━━ Data to use ━━

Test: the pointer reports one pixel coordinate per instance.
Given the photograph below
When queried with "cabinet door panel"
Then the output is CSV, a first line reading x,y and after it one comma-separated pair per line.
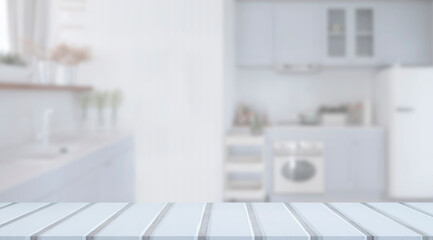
x,y
337,167
368,167
404,32
297,33
254,33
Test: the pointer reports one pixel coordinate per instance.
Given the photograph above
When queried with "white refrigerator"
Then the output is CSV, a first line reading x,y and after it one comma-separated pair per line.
x,y
405,108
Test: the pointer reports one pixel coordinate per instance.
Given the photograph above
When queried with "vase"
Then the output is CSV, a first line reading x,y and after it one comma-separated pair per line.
x,y
45,71
66,74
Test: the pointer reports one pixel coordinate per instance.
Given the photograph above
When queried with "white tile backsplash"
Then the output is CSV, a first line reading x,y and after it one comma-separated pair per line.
x,y
280,95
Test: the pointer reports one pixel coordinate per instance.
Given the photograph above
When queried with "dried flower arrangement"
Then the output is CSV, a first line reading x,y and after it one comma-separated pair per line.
x,y
68,55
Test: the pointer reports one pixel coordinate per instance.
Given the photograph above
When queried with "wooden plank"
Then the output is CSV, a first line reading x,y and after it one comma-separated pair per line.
x,y
84,223
426,208
278,223
230,221
16,211
182,221
374,222
326,223
25,227
132,223
416,220
3,205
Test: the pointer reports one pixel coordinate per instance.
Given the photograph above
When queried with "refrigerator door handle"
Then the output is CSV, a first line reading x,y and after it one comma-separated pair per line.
x,y
405,110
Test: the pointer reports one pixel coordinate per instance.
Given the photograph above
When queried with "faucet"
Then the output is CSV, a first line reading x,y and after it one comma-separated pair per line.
x,y
44,134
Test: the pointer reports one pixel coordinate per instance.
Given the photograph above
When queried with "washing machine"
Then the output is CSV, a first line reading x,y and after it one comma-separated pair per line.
x,y
298,167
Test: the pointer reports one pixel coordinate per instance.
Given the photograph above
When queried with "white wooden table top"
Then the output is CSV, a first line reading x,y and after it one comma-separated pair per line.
x,y
221,221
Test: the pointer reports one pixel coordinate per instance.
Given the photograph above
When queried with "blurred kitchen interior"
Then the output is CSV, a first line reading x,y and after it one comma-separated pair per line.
x,y
216,100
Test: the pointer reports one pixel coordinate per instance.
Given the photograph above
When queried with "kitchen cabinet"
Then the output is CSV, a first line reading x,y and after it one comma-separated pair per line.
x,y
296,32
350,34
334,33
338,176
404,32
353,161
104,172
254,33
368,165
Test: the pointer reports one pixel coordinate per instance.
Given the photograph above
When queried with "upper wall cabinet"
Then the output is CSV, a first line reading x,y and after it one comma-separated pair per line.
x,y
350,34
404,33
254,33
297,33
338,33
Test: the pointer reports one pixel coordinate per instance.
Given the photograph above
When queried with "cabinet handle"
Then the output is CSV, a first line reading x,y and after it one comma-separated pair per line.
x,y
404,110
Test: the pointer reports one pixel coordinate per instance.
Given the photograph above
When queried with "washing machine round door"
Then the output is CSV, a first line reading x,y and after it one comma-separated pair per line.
x,y
298,170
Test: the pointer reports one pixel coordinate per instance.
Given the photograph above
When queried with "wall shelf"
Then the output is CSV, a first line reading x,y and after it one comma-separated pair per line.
x,y
45,87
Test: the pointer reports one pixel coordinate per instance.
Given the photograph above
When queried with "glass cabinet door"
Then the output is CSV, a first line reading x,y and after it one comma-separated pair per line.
x,y
337,33
364,32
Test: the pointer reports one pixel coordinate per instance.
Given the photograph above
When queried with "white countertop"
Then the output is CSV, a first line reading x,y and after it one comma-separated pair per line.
x,y
23,163
222,221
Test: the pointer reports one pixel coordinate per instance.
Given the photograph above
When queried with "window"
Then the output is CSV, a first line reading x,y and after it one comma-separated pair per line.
x,y
4,27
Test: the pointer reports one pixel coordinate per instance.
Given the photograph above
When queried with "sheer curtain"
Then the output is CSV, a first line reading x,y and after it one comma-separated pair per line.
x,y
28,21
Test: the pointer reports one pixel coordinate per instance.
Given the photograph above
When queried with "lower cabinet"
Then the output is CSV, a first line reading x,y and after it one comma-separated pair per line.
x,y
105,173
355,165
110,181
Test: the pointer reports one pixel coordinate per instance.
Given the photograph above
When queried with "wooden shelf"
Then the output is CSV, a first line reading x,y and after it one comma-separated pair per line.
x,y
45,87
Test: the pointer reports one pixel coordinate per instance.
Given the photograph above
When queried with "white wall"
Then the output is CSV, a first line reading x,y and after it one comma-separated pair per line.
x,y
281,95
167,57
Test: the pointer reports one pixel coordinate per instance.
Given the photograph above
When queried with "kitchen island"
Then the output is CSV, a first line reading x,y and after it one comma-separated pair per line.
x,y
222,221
83,167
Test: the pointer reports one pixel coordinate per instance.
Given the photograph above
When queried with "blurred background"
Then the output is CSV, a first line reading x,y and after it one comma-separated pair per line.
x,y
216,100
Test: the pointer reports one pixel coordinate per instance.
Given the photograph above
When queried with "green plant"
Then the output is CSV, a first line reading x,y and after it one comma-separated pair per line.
x,y
12,59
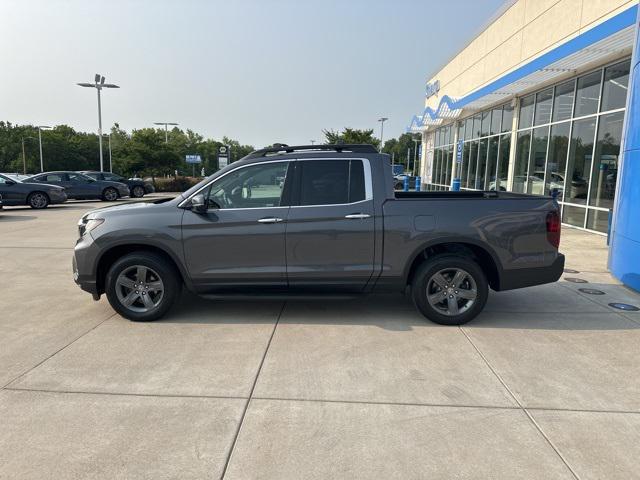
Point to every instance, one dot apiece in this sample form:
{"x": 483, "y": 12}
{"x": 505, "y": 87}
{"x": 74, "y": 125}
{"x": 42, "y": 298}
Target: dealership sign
{"x": 432, "y": 88}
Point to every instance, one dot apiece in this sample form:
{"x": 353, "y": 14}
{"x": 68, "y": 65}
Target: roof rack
{"x": 340, "y": 147}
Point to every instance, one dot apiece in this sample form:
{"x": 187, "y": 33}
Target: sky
{"x": 256, "y": 71}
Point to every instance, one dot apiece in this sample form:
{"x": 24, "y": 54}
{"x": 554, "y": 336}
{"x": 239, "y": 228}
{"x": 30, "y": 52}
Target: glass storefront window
{"x": 588, "y": 94}
{"x": 502, "y": 172}
{"x": 482, "y": 165}
{"x": 486, "y": 123}
{"x": 473, "y": 164}
{"x": 557, "y": 158}
{"x": 496, "y": 116}
{"x": 598, "y": 220}
{"x": 526, "y": 111}
{"x": 573, "y": 215}
{"x": 605, "y": 165}
{"x": 477, "y": 125}
{"x": 544, "y": 100}
{"x": 468, "y": 128}
{"x": 563, "y": 101}
{"x": 579, "y": 162}
{"x": 507, "y": 118}
{"x": 535, "y": 179}
{"x": 614, "y": 91}
{"x": 521, "y": 167}
{"x": 492, "y": 164}
{"x": 464, "y": 166}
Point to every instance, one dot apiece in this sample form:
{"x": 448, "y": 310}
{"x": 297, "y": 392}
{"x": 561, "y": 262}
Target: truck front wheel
{"x": 142, "y": 286}
{"x": 449, "y": 289}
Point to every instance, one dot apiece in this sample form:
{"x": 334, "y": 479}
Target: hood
{"x": 42, "y": 185}
{"x": 126, "y": 208}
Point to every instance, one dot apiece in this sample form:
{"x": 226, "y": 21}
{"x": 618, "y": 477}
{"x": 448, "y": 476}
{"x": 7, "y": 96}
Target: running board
{"x": 276, "y": 296}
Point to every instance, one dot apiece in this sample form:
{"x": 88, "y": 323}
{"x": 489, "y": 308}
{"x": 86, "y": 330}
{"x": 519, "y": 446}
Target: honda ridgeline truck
{"x": 318, "y": 220}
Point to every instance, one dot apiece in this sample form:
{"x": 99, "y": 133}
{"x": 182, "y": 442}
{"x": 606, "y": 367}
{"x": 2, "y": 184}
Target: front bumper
{"x": 528, "y": 277}
{"x": 85, "y": 255}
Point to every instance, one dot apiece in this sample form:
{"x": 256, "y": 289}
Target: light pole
{"x": 415, "y": 153}
{"x": 40, "y": 127}
{"x": 24, "y": 157}
{"x": 99, "y": 85}
{"x": 166, "y": 131}
{"x": 382, "y": 120}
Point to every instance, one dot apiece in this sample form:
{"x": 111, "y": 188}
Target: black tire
{"x": 157, "y": 268}
{"x": 38, "y": 200}
{"x": 109, "y": 194}
{"x": 424, "y": 283}
{"x": 137, "y": 191}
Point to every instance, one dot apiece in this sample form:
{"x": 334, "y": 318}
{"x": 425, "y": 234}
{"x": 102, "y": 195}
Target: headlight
{"x": 86, "y": 225}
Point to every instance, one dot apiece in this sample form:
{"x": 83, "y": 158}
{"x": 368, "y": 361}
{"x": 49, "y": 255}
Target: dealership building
{"x": 537, "y": 102}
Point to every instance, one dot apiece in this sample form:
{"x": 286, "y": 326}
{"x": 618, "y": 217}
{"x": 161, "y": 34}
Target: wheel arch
{"x": 111, "y": 255}
{"x": 482, "y": 254}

━━━

■ Task details
Copy every line from the records above that contains the string "cabinet".

■ Answer to the exercise
When queried with "cabinet door panel"
When queried with "kitchen cabinet"
When queried with "upper wall cabinet"
When queried with "cabinet handle"
When queried with "glass cabinet door"
When queried with "lower cabinet"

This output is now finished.